[Coordinate labeling data]

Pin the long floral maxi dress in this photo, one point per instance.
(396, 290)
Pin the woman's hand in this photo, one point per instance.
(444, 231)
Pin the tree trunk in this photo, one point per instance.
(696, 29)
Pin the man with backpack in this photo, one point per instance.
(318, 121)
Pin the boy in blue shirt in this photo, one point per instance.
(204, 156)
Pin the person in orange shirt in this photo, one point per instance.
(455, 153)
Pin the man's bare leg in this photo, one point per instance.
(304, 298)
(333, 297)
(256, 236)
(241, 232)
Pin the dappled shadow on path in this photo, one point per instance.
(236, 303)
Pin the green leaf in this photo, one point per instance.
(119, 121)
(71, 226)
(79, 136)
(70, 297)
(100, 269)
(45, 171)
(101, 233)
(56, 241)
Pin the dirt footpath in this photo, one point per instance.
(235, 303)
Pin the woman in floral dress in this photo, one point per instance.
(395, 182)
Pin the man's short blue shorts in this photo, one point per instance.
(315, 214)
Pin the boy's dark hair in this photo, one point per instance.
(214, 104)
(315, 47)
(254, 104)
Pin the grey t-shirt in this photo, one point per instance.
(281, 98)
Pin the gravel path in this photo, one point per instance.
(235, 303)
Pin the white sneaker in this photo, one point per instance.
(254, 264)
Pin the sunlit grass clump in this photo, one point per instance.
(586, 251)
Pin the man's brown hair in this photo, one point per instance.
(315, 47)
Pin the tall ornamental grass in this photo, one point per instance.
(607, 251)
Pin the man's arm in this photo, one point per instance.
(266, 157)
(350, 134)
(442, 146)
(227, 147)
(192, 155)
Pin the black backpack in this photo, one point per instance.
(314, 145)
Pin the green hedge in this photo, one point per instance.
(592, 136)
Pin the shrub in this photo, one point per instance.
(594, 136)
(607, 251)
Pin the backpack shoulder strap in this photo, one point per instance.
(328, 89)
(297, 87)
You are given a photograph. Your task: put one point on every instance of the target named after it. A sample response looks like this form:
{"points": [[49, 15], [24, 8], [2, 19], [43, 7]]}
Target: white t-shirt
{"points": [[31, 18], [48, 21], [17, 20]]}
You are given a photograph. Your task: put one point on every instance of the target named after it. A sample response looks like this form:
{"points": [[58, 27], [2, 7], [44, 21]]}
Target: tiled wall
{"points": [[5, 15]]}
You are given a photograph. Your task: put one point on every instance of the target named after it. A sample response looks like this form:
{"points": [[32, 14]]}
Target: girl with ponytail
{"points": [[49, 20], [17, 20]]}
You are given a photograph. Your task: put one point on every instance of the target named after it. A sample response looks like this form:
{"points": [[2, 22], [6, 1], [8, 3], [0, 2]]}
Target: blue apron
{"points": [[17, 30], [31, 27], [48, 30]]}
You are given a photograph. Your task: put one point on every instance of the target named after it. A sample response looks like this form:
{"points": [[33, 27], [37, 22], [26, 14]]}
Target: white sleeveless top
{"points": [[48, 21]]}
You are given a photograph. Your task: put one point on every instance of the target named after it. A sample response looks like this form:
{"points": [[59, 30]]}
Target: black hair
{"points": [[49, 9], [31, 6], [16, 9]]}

Directive:
Take the records above and return them exactly as written.

Full output:
Pin the long floral maxi dress in this photo, one point per instance.
(396, 290)
Pin the woman's hand in this photo, one point per instance.
(444, 231)
Pin the tree trunk in this photo, one point per instance.
(696, 29)
Pin the man with backpack in this photo, one point per instance.
(318, 121)
Pin the boy in blue shirt in this photo, one point per instance.
(204, 156)
Pin the person in orange shirt in this photo, one point per instance.
(455, 153)
Pin the man's bare leg in this photo, one point per instance.
(304, 298)
(333, 297)
(256, 236)
(241, 232)
Pin the dappled shadow on path in this photo, one point per instance.
(236, 303)
Pin the green leaf in this photo, one point per instance.
(119, 121)
(71, 226)
(79, 136)
(70, 297)
(100, 269)
(45, 171)
(101, 233)
(56, 241)
Pin the dirt footpath in this photo, one point per instance.
(235, 303)
Pin the woman in floral dress in this photo, one point per instance.
(395, 182)
Pin the man's short blue shorts in this photo, one point per instance.
(315, 214)
Pin the boy's dark hair in this photo, one point per instance.
(214, 104)
(315, 47)
(254, 104)
Pin the grey t-shirt in this photo, one point per instance.
(281, 98)
Pin the gravel path in this photo, one point per instance.
(235, 303)
Pin the white sneaker in this photo, one point per instance.
(254, 264)
Pin the sunlit grass clump in this photo, one point per instance.
(586, 251)
Pin the man's brown hair in this photo, one point per instance.
(315, 47)
Pin the tall ornamental grass in this photo, one point per instance.
(607, 251)
Pin the man's arm in this photo, one point per instance.
(266, 157)
(350, 134)
(442, 146)
(227, 147)
(192, 155)
Pin the black backpack in this photo, one point per instance.
(314, 145)
Pin the green hedge in this photo, one point per instance.
(592, 136)
Pin the shrub in this photo, one point per instance.
(594, 136)
(607, 251)
Pin the backpack shoulder strap in this photo, one point per instance.
(328, 89)
(297, 87)
You are given a photograph. Your task: put one point on every instance of the target named after it. A sample response looks like this form:
{"points": [[49, 15], [24, 8], [2, 19], [43, 7]]}
Target: white t-shirt
{"points": [[31, 18], [48, 21], [17, 20]]}
You are given a photograph. Your task: put one point on every instance of the target named after it. A sample response looks like this form:
{"points": [[58, 27], [2, 7], [44, 21]]}
Target: tiled wall
{"points": [[5, 15]]}
You are given a photograph. Your task: put one point on every instance of the target named after it. A sample response looks like this form:
{"points": [[32, 14]]}
Target: girl with ponytail
{"points": [[49, 20], [17, 20]]}
You are given a photograph. Your task: put one point on every instance of the target named after it. A sample response looks like this form:
{"points": [[2, 22], [6, 1], [8, 3], [0, 2]]}
Target: blue apron
{"points": [[17, 30], [31, 27], [48, 30]]}
You are given a photograph. Your task: put one point on every instance of the target named after it. A sample response looks like this form:
{"points": [[33, 27], [37, 22], [26, 14]]}
Target: white sleeveless top
{"points": [[48, 21]]}
You are given a photograph. Your task: put one point on every instance of the target named after it. A sample response looks like this form:
{"points": [[59, 30]]}
Target: black hair
{"points": [[49, 9], [31, 6], [16, 9]]}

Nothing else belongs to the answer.